§ **SELECTED TEXT**
Ready To Go Whitewater Rafting? Here's What Every First-Timer Should Know
The rushing rivers of the Adirondack Park are some of the most impressive sights in the Northeast, and the best way to experience them firsthand is on a whitewater rafting trip. To ride the rapids of the mighty Hudson, the Sacandaga, or even the Moose River is an adventure you won't soon forget.
But is whitewater rafting for you? While all those photos of crashing waves and bouncing rafts may seem a little intimidating at first, this is one activity both families and adrenaline junkies can enjoy. To help you understand what it's all about, we've broken down what every first-timer should know about whitewater rafting.
When To Go Whitewater Rafting
You may think whitewater rafting is just a summer activity, but it's actually offered from mid-spring through mid-fall in the Adirondacks.
For thrill seekers, spring leading into summer is the ideal time to go because the runoff from recent snowmelt swells up rivers and creates wild rapids. Then, from summer through fall, you can look forward to gentler rapids, particularly in September and October.
Depending on who is in your group, you may want to start off with one of the more family-friendly trips. Rather than tackle the raging Moose River in spring, you can join a rafting trip on the Sacandaga River in summer. Trips range from an hour long to 4+ hours, so make sure you know what you're signing up for.
There are a variety of options to choose from, and it's recommended to contact the rafting company you're interested in and check the current status of the rapids.

§ **STATED GOAL A**
Copy out the entries word for word, starting at the line containing "Annotate each occurrence of white baluster." and ending at the line containing "[312,78,386,205]", with both of those lines included.
The rafting article has no connection to the entries that come next.

§ **DATA LISTING**
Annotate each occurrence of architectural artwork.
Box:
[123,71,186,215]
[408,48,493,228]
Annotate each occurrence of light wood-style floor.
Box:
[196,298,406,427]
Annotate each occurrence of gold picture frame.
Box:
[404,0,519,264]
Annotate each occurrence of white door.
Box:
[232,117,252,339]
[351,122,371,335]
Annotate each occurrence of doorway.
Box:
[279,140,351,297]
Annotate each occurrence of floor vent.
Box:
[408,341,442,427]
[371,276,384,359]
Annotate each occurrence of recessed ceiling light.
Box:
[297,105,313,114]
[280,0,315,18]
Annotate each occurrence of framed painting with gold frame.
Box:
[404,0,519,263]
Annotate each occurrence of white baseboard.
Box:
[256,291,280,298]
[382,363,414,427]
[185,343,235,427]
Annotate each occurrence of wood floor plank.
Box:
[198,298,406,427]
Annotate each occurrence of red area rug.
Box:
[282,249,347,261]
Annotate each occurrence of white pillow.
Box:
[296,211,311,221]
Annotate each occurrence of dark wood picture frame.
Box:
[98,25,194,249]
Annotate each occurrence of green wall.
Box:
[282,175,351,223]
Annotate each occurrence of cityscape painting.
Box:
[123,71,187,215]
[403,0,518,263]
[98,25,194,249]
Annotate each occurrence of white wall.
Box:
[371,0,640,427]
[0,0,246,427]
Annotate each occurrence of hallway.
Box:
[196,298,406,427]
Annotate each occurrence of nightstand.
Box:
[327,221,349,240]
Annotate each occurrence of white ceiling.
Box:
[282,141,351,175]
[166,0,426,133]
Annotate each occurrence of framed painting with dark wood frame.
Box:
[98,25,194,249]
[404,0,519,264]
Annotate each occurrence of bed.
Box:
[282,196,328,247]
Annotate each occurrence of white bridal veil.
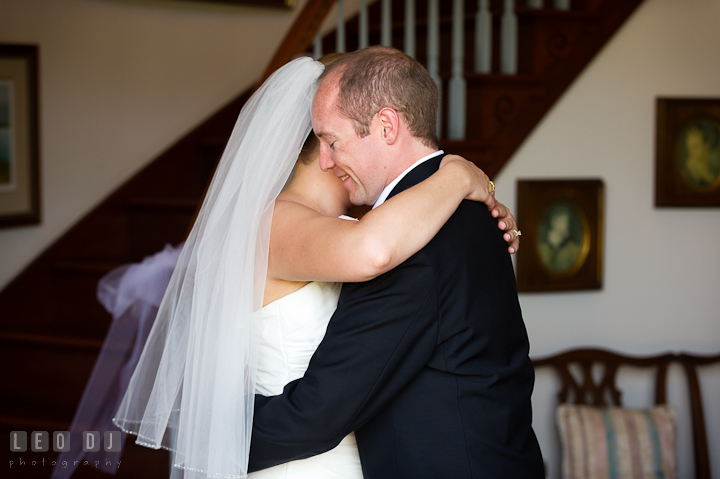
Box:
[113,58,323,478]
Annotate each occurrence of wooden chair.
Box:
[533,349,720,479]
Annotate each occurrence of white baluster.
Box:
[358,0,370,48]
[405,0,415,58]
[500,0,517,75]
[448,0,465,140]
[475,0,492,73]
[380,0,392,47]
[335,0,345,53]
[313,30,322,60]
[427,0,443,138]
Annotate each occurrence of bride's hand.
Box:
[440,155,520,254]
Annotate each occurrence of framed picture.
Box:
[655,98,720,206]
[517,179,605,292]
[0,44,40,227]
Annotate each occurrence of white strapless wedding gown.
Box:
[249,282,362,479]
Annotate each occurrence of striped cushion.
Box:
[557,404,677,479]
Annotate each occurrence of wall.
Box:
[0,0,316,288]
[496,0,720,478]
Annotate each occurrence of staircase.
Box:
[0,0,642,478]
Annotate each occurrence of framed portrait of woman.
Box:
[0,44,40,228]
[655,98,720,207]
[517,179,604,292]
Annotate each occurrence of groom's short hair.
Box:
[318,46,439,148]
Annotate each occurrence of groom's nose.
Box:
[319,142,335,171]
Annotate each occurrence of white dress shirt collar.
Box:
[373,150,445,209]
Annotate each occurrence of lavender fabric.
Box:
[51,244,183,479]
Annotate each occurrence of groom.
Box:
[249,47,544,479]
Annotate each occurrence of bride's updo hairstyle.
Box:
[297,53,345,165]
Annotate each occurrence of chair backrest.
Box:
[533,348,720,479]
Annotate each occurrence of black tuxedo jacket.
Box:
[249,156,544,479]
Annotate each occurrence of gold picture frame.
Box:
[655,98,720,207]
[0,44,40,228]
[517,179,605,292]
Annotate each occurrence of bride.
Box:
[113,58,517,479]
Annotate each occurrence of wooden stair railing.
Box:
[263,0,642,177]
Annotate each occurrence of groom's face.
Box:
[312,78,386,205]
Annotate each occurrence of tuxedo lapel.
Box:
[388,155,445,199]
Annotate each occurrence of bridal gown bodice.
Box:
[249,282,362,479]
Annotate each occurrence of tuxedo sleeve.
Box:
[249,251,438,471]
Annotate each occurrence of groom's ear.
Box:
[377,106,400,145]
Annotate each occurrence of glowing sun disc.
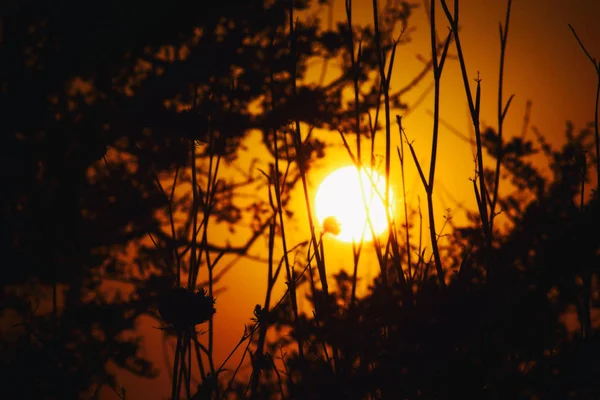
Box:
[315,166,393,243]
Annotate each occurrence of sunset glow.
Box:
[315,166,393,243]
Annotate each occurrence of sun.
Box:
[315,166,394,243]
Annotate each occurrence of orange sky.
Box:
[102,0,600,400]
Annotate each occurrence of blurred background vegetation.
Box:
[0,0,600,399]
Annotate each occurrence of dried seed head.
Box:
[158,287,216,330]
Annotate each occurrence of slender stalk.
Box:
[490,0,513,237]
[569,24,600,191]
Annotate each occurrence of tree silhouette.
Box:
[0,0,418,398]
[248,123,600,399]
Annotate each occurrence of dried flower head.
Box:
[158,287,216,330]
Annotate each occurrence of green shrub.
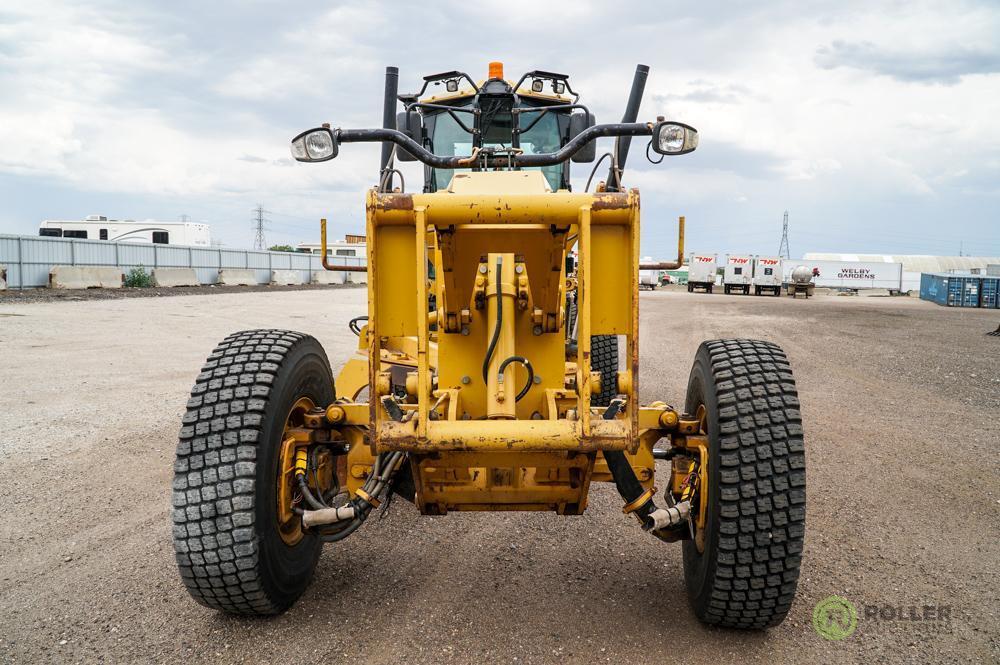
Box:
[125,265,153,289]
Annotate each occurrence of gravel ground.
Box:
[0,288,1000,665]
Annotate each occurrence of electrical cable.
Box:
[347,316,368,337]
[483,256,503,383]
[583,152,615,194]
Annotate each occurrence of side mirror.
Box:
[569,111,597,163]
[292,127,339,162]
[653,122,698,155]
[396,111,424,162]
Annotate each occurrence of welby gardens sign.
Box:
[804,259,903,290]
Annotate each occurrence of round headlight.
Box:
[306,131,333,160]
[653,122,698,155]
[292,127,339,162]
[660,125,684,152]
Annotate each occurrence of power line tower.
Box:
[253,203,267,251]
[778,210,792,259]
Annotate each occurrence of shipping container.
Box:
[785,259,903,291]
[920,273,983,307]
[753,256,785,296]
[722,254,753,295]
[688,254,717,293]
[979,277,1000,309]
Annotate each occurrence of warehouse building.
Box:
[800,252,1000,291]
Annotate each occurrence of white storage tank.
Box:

§ **STATED GOAL B**
Condense the paragraph of the rafting article that begins "For thrill seekers, spring leading into summer" into a single shorter sentence that keeps its main facts.

§ **TASK RESPONSE A**
Annotate each occurrence of white baluster.
Box:
[358,0,370,48]
[405,0,415,58]
[500,0,517,75]
[448,0,465,140]
[475,0,492,73]
[380,0,392,47]
[335,0,345,53]
[313,30,322,60]
[427,0,443,138]
Annotate each occurrence of bride's hand.
Box:
[440,155,520,254]
Annotate each occurrence of framed picture.
Box:
[655,98,720,206]
[517,179,605,292]
[0,44,40,227]
Annotate each occurrence of white strapless wedding gown.
Box:
[249,282,362,479]
Annotate each occurrence of striped cushion.
Box:
[557,404,677,479]
Annotate each occurrence of wall.
Box:
[0,0,316,288]
[496,0,720,478]
Annotate each occurrence of staircase.
Box:
[0,0,642,478]
Annotate each occurrence of framed portrait of woman.
Box:
[0,44,40,228]
[655,98,720,207]
[517,179,604,292]
Annotate each occurrence of groom's short hair.
Box:
[318,46,439,148]
Annotate each occurrence of groom's nose.
Box:
[319,142,335,171]
Annotate each occurrence of white dress shirt collar.
Box:
[373,150,445,209]
Annotate each occurrence of lavender fabric.
Box:
[51,244,183,479]
Annotate each occurrence of groom.
Box:
[249,47,544,479]
Annotate each occurrence of bride's updo hairstyle.
Box:
[297,53,345,165]
Annotate each occurrence of chair backrest.
Box:
[533,348,720,479]
Annotate each occurrence of black tuxedo jacket.
Box:
[249,156,544,479]
Annotate each occurrence of gold picture frame.
Box:
[655,98,720,207]
[0,44,40,228]
[517,179,605,292]
Annotate each occurrence of bride.
Box:
[113,58,517,479]
Annotate each occurrence of wooden stair railing.
Box:
[263,0,642,177]
Annotate each occurrence of groom's face.
Box:
[312,78,386,205]

§ **TASK RESPONSE B**
Spring into summer suits thrill seekers because snowmelt runoff swells the rivers and creates wild rapids, while summer through fall brings gentler rapids, especially in September and October.